| Assigned task |
Using the data below, gather each line that includes the word "tree".

Referring expression pointing data
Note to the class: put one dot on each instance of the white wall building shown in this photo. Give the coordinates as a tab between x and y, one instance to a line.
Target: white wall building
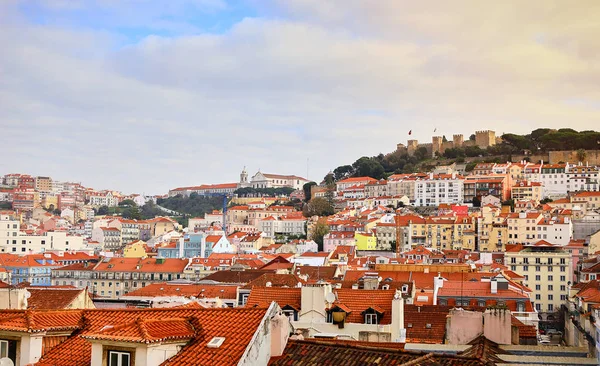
435	190
264	180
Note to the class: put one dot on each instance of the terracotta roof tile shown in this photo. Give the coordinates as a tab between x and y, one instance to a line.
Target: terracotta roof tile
49	298
263	296
236	325
145	331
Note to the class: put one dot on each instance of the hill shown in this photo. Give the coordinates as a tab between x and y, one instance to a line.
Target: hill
539	141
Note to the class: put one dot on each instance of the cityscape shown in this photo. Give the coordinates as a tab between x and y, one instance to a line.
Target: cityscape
298	182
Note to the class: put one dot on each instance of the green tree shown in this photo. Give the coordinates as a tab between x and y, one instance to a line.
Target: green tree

| Task result |
Note to the class: put one dot on each instance of the green tree shown in this photo. Give the coordinates as a tab between x and y, one instance to a line.
Target: green tree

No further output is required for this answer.